— start of SUPPLIED RECORDS —

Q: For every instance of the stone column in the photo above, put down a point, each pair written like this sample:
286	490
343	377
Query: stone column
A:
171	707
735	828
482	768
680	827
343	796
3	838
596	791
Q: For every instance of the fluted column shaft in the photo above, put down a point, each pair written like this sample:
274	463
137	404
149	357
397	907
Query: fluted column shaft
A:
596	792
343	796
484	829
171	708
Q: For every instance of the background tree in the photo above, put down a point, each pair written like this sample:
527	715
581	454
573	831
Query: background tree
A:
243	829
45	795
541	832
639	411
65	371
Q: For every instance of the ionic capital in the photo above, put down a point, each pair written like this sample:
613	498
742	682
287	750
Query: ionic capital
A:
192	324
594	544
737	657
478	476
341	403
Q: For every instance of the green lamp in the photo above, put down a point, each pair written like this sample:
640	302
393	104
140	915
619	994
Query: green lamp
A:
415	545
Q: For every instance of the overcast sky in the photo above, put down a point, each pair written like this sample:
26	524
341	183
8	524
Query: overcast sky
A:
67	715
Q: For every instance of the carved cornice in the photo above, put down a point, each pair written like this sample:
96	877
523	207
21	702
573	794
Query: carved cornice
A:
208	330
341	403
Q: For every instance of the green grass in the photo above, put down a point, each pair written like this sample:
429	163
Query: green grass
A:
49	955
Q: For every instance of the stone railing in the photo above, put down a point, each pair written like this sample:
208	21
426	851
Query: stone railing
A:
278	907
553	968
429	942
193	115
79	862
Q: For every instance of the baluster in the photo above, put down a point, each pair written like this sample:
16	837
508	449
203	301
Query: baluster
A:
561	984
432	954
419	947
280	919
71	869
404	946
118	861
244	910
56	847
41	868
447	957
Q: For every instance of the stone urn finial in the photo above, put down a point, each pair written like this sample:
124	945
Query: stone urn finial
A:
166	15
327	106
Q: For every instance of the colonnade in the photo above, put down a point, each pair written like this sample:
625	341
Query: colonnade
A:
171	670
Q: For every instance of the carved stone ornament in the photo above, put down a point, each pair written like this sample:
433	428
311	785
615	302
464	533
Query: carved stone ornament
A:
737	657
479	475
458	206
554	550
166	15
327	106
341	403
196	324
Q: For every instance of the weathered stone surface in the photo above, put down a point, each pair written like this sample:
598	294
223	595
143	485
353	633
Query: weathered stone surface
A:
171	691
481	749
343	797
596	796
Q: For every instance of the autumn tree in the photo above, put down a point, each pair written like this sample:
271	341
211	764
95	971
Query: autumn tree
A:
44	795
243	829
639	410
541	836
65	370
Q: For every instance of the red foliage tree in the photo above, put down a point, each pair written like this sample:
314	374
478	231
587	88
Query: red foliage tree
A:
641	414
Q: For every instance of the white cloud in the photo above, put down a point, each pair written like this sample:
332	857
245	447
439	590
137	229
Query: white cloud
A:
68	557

— end of SUPPLIED RECORDS —

- [WHAT YOU WILL DO]
Begin with the line that contains "Q: For every instance of the autumn" and end with the last line of the records; set down every line in that span exactly, and nothing else.

- [EXPECTED ANSWER]
Q: For every instance of the autumn tree in the photo above, put down a point, each pair written like this sample:
271	341
211	764
95	971
Query: autumn tree
A:
44	795
243	829
639	410
541	836
65	370
Q: For every instance of the red foliage tree in the photo above, put down a point, each pair written like this sample:
314	374
478	231
587	88
Query: red foliage tree
A:
641	414
Q: For every instance of the white cloud in the photo above, put down a point, each pair written like this sample:
332	857
245	447
439	590
137	229
Query: white cloud
A:
68	557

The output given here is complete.